* WHAT TO PRODUCE
Can you quote the lines below exactly, starting at the line with "for the embroidered" and going through the last one?

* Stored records
* start *

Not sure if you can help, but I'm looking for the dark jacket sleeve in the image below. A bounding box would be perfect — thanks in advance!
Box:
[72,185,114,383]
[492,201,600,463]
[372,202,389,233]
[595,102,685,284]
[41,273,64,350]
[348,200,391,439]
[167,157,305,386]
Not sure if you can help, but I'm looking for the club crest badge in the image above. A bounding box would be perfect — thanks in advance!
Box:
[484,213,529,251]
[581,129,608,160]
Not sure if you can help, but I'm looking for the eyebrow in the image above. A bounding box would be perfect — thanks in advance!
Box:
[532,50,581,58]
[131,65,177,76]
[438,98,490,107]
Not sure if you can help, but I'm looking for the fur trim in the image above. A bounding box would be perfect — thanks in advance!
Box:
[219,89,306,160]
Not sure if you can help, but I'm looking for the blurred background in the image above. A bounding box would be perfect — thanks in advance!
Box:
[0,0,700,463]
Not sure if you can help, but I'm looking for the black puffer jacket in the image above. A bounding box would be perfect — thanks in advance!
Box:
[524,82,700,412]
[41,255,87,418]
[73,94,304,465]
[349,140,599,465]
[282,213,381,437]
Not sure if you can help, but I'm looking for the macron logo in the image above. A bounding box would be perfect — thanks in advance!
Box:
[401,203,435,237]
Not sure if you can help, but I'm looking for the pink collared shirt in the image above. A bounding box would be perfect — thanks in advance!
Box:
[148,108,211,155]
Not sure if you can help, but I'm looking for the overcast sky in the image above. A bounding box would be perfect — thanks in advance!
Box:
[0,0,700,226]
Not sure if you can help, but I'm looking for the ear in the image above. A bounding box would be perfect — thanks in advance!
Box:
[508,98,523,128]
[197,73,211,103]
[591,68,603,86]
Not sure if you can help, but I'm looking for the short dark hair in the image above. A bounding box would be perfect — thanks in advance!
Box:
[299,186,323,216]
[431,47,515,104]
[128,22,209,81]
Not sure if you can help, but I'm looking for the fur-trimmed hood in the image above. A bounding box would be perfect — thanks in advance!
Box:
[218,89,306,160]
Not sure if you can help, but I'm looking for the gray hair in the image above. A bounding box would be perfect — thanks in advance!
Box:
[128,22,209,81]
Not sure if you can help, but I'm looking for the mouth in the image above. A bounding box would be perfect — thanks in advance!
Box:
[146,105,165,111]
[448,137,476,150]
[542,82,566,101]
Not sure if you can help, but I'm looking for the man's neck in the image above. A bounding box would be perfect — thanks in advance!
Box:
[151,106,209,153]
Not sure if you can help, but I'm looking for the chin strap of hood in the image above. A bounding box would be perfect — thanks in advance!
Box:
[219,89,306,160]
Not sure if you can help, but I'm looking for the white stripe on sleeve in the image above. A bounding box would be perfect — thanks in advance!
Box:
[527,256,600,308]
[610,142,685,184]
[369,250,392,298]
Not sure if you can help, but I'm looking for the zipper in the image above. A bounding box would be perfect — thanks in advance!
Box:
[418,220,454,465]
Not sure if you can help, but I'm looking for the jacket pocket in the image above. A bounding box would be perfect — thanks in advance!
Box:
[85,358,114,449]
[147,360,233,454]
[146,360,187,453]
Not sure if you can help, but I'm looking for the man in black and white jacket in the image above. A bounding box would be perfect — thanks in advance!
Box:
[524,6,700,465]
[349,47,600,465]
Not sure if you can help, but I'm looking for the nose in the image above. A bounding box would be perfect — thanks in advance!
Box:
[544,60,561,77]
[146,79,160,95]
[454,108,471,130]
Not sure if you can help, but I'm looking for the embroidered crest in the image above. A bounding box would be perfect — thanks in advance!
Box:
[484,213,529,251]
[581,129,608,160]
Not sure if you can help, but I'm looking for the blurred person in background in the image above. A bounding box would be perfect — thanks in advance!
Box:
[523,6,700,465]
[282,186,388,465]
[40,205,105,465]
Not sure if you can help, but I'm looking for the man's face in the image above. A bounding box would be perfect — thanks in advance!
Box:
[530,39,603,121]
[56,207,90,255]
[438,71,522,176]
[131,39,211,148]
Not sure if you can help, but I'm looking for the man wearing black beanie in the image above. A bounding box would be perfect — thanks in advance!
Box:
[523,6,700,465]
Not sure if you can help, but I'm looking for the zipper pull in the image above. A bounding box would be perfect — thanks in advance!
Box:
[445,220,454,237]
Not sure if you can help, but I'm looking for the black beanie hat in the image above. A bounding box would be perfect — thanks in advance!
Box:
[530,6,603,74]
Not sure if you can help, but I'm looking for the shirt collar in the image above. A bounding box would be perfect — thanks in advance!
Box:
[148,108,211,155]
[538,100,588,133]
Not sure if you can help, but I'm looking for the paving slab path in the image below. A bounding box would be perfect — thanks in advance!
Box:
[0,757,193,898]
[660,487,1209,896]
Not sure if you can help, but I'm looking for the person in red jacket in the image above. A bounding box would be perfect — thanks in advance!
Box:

* end *

* SOLUTION FOR THIS TASK
Not sure if you can help, but I'm looking for the embroidered crest in the image above. A bounding box would be perfect — thanks in advance!
Box:
[484,213,529,251]
[581,129,608,160]
Not sure if you can help, but I'm looking for the blurred person in background in the image above. A bounding box would be perfect — thanks in advance!
Box:
[523,6,700,465]
[282,186,388,465]
[40,205,105,465]
Not sure if you can help, but I'm looking for the man's face in the image above. A bounding box would be perfect — thanks in advance!
Box:
[530,39,603,121]
[56,207,90,255]
[438,71,522,176]
[131,39,211,148]
Not sure if you can help, but I'm looking for the man wearing black beanie in the image above. A bounding box would be perfect — thanks in advance!
Box:
[523,6,700,465]
Not sure if you can help, but I'm looking for the zipper pull in the image above. A bounding box would be perfect — thanks in advance!
Box:
[445,220,454,237]
Not sure if you can help, but I'm looking for the black beanie hat in the image above. A bounding box would be perfect — thanks in advance!
Box:
[530,6,603,74]
Not sure if you can help, but I'm looking for the shirt collar in the image above. A bounding box would be perfect — thanks in advance!
Box:
[148,108,211,155]
[538,100,588,133]
Not sure if you can help, but I'm looking for the paving slab path in the image below. A bounding box would be perfect — thanks in advance!
Box:
[0,757,193,898]
[660,487,1209,896]
Not sure if you can help, but I'm looking for the person in red jacket in the image above. A bounding box would be perfect — thanks in advance!
Box:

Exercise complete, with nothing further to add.